ABOUT THIS EXERCISE –
Copy the records below line for line, without any change, and omit the pictures from your copy.

########

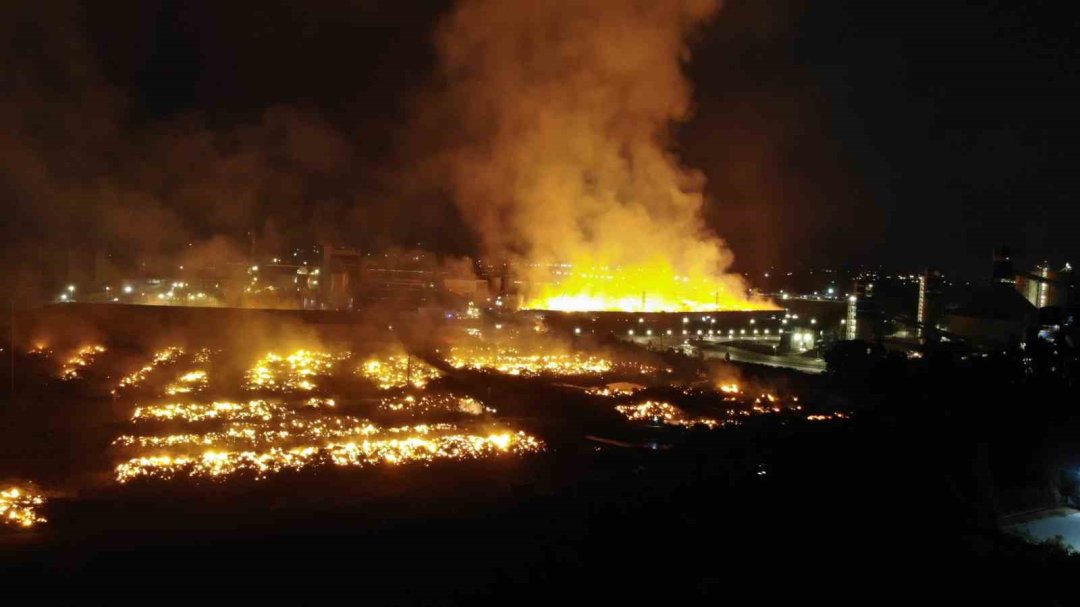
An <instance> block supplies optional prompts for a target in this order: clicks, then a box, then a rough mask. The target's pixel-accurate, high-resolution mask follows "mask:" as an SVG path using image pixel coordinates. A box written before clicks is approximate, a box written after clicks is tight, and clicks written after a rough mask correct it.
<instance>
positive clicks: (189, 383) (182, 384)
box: [165, 370, 207, 396]
mask: <svg viewBox="0 0 1080 607" xmlns="http://www.w3.org/2000/svg"><path fill="white" fill-rule="evenodd" d="M206 380H207V376H206V372H204V370H192V372H188V373H185V374H184V375H181V376H179V377H177V378H176V381H174V382H172V383H170V385H168V386H166V387H165V394H168V395H170V396H175V395H176V394H190V393H191V392H200V391H202V390H204V389H205V388H206Z"/></svg>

########

WRITTEN SOLUTION –
An <instance> block supplies optional prompts for a target in this order: clicks, then a box, then a rough mask. The target's pixel-accurate, high-resolution mask follows "mask:" as an SVG path using image pixel coordinates. A box written before clicks is approximate, a box written after clicks is tight, and clicks written after a rough mask correct it.
<instance>
positive clicks: (189, 383) (182, 384)
box: [165, 370, 207, 396]
mask: <svg viewBox="0 0 1080 607" xmlns="http://www.w3.org/2000/svg"><path fill="white" fill-rule="evenodd" d="M206 380H207V376H206V372H204V370H192V372H188V373H185V374H184V375H181V376H179V377H177V378H176V381H174V382H172V383H170V385H168V386H166V387H165V394H168V395H170V396H175V395H176V394H190V393H191V392H200V391H202V390H204V389H205V388H206Z"/></svg>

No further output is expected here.